START Source text
Pre-pandemic, business casual dress codes in the workplace, which often required a high or at least a sensible heel for women, were already hurtling toward extinction. About 50% of companies allowed employees to dress casually every day, according to a 2019 Indeed survey. That was up from 32% just five years before.
Experts expect the proliferation of casual workwear to continue now that many workers are returning to the office and brands are marketing elevated sweatpants and T-shirts as professional looks.
Post-pandemic, many women heading back to the office are swapping heels for sneakers and flats. Fashion footwear experienced a 27% decrease in sales in 2020, according to NPD data.
However, just because workwear has shifted away from business casual doesn't mean women are abandoning fancy footwear altogether. Searches for trendy and designer heels have jumped substantially this summer as people resume socializing. Searches for clear heels were up 350% in the last year, according to Google Trends. Searches for Tom Ford heels and Bottega heels were up 500% and 350%, respectively, over the last year, as well.
Lots of women are simply eliminating heels from the parts of their lives where the infamously uncomfortable shoe never really belonged in the first place: work, experts say. But they are embracing that shoe style in other ways.
END Source text
Rewrite the passage on women's workwear and footwear between "However, just because" and "year, as well.", inclusive, with "clear heels" changed to "transparent heels".
START Supplied information
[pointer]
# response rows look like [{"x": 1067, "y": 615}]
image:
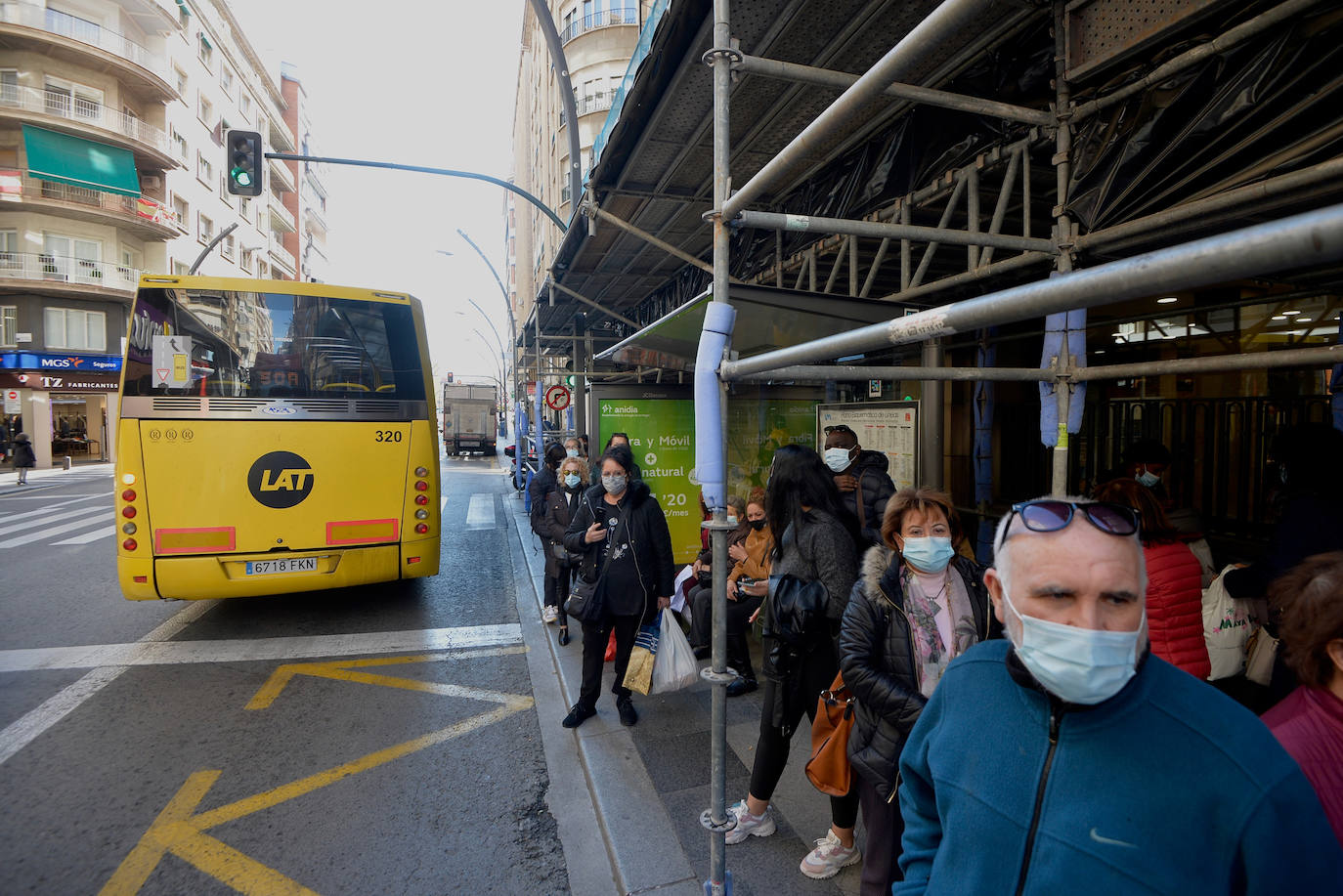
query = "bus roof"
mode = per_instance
[{"x": 290, "y": 286}]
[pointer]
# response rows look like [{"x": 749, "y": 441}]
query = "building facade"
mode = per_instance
[
  {"x": 113, "y": 115},
  {"x": 598, "y": 38}
]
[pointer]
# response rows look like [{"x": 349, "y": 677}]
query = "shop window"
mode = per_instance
[
  {"x": 8, "y": 324},
  {"x": 75, "y": 329}
]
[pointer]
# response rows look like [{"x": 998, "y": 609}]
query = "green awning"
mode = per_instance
[{"x": 79, "y": 163}]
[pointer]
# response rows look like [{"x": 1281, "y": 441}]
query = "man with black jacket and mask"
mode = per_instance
[{"x": 862, "y": 481}]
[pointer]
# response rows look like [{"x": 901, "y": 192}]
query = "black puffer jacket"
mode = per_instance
[
  {"x": 876, "y": 487},
  {"x": 649, "y": 538},
  {"x": 879, "y": 665}
]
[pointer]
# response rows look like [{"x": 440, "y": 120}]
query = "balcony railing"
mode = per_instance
[
  {"x": 599, "y": 101},
  {"x": 604, "y": 19},
  {"x": 62, "y": 105},
  {"x": 67, "y": 271},
  {"x": 90, "y": 32},
  {"x": 15, "y": 185}
]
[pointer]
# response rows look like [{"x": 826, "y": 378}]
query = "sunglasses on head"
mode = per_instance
[{"x": 1049, "y": 515}]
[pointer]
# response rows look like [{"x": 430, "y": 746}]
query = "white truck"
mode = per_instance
[{"x": 470, "y": 419}]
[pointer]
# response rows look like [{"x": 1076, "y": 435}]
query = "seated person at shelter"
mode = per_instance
[
  {"x": 862, "y": 481},
  {"x": 1069, "y": 759}
]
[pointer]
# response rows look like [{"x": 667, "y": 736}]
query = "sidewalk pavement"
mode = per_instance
[
  {"x": 50, "y": 477},
  {"x": 647, "y": 785}
]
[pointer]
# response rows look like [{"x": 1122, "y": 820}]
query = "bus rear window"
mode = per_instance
[{"x": 272, "y": 346}]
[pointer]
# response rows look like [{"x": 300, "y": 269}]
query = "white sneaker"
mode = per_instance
[
  {"x": 829, "y": 857},
  {"x": 750, "y": 825}
]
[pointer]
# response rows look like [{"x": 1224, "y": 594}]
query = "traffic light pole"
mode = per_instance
[{"x": 424, "y": 169}]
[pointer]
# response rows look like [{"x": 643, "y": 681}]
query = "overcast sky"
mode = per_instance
[{"x": 420, "y": 83}]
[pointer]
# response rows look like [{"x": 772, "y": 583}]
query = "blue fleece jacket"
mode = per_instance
[{"x": 1166, "y": 788}]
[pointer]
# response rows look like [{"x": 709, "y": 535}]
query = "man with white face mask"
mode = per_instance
[
  {"x": 1069, "y": 758},
  {"x": 862, "y": 481}
]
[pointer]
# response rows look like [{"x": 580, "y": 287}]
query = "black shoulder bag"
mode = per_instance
[{"x": 585, "y": 605}]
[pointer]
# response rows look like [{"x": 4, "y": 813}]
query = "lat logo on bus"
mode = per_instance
[{"x": 280, "y": 480}]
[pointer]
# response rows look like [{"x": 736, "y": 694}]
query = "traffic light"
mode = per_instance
[{"x": 244, "y": 160}]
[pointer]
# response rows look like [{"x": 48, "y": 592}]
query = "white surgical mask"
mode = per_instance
[
  {"x": 1079, "y": 665},
  {"x": 839, "y": 459}
]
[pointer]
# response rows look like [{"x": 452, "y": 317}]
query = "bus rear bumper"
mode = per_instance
[{"x": 226, "y": 576}]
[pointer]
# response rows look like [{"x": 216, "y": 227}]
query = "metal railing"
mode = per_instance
[
  {"x": 62, "y": 105},
  {"x": 604, "y": 19},
  {"x": 64, "y": 269},
  {"x": 90, "y": 32},
  {"x": 50, "y": 191}
]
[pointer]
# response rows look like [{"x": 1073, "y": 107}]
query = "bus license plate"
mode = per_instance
[{"x": 289, "y": 565}]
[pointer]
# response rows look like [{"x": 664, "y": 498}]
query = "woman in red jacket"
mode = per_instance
[{"x": 1174, "y": 580}]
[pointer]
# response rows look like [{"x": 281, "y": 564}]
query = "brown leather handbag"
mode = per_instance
[{"x": 829, "y": 769}]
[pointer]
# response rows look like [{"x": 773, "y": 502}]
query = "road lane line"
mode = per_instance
[
  {"x": 90, "y": 536},
  {"x": 32, "y": 724},
  {"x": 480, "y": 515},
  {"x": 46, "y": 533},
  {"x": 157, "y": 653}
]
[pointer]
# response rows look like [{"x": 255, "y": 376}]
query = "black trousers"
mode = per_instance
[
  {"x": 886, "y": 827},
  {"x": 593, "y": 656},
  {"x": 557, "y": 591},
  {"x": 818, "y": 672}
]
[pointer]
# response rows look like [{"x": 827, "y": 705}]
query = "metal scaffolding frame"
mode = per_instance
[{"x": 1302, "y": 240}]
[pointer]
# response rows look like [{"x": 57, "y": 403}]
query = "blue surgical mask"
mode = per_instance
[
  {"x": 839, "y": 459},
  {"x": 1079, "y": 665},
  {"x": 929, "y": 555}
]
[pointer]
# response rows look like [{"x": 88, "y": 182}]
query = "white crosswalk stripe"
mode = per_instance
[
  {"x": 92, "y": 536},
  {"x": 38, "y": 534}
]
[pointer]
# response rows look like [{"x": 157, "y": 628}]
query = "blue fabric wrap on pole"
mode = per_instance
[
  {"x": 1060, "y": 326},
  {"x": 710, "y": 465},
  {"x": 984, "y": 395}
]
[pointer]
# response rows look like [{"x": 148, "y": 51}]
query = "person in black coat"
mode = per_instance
[
  {"x": 624, "y": 533},
  {"x": 560, "y": 505},
  {"x": 23, "y": 457},
  {"x": 916, "y": 606}
]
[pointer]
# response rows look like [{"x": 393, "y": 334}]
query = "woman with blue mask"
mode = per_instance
[
  {"x": 560, "y": 505},
  {"x": 918, "y": 605}
]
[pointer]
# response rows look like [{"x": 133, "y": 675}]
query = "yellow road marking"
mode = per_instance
[
  {"x": 180, "y": 833},
  {"x": 343, "y": 670}
]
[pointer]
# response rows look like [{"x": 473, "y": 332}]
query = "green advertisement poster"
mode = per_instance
[{"x": 663, "y": 437}]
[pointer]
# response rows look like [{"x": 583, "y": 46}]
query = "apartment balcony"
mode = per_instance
[
  {"x": 27, "y": 25},
  {"x": 281, "y": 174},
  {"x": 141, "y": 215},
  {"x": 282, "y": 260},
  {"x": 598, "y": 21},
  {"x": 43, "y": 273},
  {"x": 60, "y": 110},
  {"x": 599, "y": 101},
  {"x": 281, "y": 219}
]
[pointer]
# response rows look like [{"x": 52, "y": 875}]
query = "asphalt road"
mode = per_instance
[{"x": 369, "y": 741}]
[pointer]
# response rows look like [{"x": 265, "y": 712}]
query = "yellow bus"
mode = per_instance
[{"x": 274, "y": 437}]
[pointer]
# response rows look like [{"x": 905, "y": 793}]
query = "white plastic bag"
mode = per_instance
[
  {"x": 1227, "y": 626},
  {"x": 674, "y": 665}
]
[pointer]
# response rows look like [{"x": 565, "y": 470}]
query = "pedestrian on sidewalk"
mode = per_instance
[
  {"x": 918, "y": 605},
  {"x": 1069, "y": 758},
  {"x": 560, "y": 505},
  {"x": 23, "y": 457},
  {"x": 812, "y": 544},
  {"x": 624, "y": 533}
]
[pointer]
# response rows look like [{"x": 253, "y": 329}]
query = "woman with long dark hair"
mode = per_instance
[
  {"x": 624, "y": 533},
  {"x": 811, "y": 544}
]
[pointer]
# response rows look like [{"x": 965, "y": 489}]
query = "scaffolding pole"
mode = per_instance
[{"x": 1299, "y": 240}]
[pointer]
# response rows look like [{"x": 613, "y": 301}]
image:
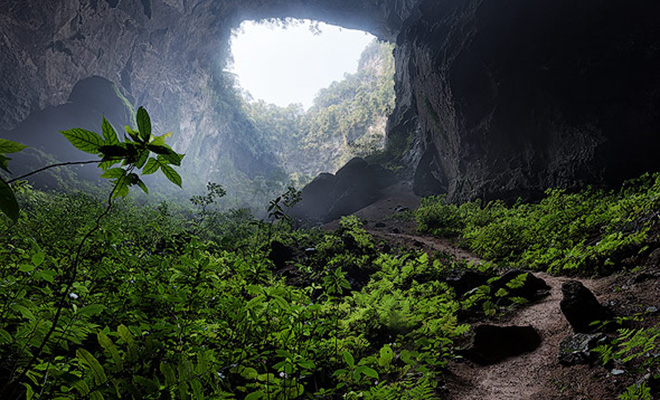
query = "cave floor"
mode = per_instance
[{"x": 536, "y": 375}]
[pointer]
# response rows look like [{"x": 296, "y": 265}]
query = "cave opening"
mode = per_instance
[{"x": 318, "y": 94}]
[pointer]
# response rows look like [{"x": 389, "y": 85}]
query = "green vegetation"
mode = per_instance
[
  {"x": 104, "y": 297},
  {"x": 347, "y": 119},
  {"x": 585, "y": 232},
  {"x": 167, "y": 306},
  {"x": 115, "y": 300}
]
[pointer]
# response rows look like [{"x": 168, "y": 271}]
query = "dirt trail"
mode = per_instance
[
  {"x": 432, "y": 243},
  {"x": 528, "y": 376},
  {"x": 533, "y": 376}
]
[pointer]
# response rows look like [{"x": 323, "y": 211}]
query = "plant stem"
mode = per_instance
[
  {"x": 53, "y": 166},
  {"x": 67, "y": 289}
]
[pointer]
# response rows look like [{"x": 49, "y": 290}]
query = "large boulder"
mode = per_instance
[
  {"x": 492, "y": 344},
  {"x": 581, "y": 308},
  {"x": 354, "y": 186}
]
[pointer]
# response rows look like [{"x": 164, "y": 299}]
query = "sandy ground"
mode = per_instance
[
  {"x": 528, "y": 376},
  {"x": 531, "y": 376}
]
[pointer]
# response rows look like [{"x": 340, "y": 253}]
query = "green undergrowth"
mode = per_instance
[
  {"x": 175, "y": 303},
  {"x": 588, "y": 232}
]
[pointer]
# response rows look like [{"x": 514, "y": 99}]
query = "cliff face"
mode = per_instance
[
  {"x": 517, "y": 96},
  {"x": 495, "y": 99}
]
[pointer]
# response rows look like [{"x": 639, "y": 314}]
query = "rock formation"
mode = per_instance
[{"x": 495, "y": 99}]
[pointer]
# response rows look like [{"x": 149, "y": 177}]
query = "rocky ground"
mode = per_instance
[{"x": 538, "y": 374}]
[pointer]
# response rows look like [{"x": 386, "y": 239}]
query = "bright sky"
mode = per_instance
[{"x": 284, "y": 66}]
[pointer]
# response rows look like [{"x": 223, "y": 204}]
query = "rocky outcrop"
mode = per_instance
[
  {"x": 354, "y": 186},
  {"x": 578, "y": 349},
  {"x": 517, "y": 96},
  {"x": 494, "y": 99},
  {"x": 581, "y": 308}
]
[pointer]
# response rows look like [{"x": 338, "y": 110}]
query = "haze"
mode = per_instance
[{"x": 290, "y": 65}]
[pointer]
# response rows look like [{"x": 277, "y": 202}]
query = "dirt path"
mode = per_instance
[
  {"x": 528, "y": 376},
  {"x": 431, "y": 243},
  {"x": 533, "y": 376}
]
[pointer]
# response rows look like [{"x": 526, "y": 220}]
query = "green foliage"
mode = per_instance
[
  {"x": 584, "y": 231},
  {"x": 133, "y": 154},
  {"x": 8, "y": 204},
  {"x": 637, "y": 350},
  {"x": 347, "y": 119}
]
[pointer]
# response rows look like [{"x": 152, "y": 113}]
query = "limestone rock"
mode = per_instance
[
  {"x": 581, "y": 308},
  {"x": 356, "y": 185},
  {"x": 577, "y": 349}
]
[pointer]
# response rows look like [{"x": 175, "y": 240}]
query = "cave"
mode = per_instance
[{"x": 495, "y": 100}]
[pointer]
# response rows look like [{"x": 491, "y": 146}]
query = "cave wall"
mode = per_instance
[
  {"x": 514, "y": 96},
  {"x": 495, "y": 99}
]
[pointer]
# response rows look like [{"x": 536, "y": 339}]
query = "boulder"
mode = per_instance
[
  {"x": 577, "y": 349},
  {"x": 463, "y": 280},
  {"x": 492, "y": 344},
  {"x": 356, "y": 185},
  {"x": 581, "y": 308}
]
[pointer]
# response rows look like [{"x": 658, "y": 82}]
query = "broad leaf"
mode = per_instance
[
  {"x": 168, "y": 372},
  {"x": 171, "y": 174},
  {"x": 109, "y": 133},
  {"x": 8, "y": 203},
  {"x": 142, "y": 159},
  {"x": 172, "y": 158},
  {"x": 84, "y": 140},
  {"x": 110, "y": 347},
  {"x": 142, "y": 186},
  {"x": 8, "y": 146},
  {"x": 152, "y": 166},
  {"x": 144, "y": 124},
  {"x": 89, "y": 360},
  {"x": 255, "y": 395},
  {"x": 5, "y": 337},
  {"x": 348, "y": 357},
  {"x": 114, "y": 150},
  {"x": 4, "y": 162},
  {"x": 113, "y": 173}
]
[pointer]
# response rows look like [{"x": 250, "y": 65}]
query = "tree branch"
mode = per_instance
[{"x": 53, "y": 166}]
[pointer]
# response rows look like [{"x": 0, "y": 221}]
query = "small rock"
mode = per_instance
[
  {"x": 532, "y": 288},
  {"x": 280, "y": 254},
  {"x": 492, "y": 344},
  {"x": 581, "y": 308},
  {"x": 654, "y": 257},
  {"x": 463, "y": 280},
  {"x": 576, "y": 349}
]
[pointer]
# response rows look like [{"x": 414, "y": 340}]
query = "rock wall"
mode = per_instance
[
  {"x": 495, "y": 99},
  {"x": 516, "y": 96}
]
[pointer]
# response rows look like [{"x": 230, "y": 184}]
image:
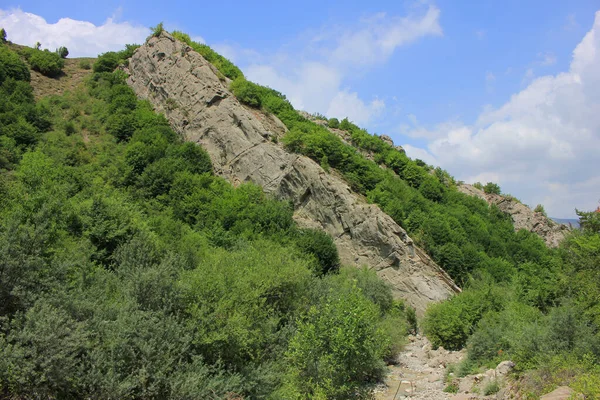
END Supplied information
■ Response area
However, just because workwear has shifted away from business casual doesn't mean women are abandoning fancy footwear altogether. Searches for trendy and designer heels have jumped substantially this summer as people resume socializing. Searches for transparent heels were up 350% in the last year, according to Google Trends. Searches for Tom Ford heels and Bottega heels were up 500% and 350%, respectively, over the last year, as well.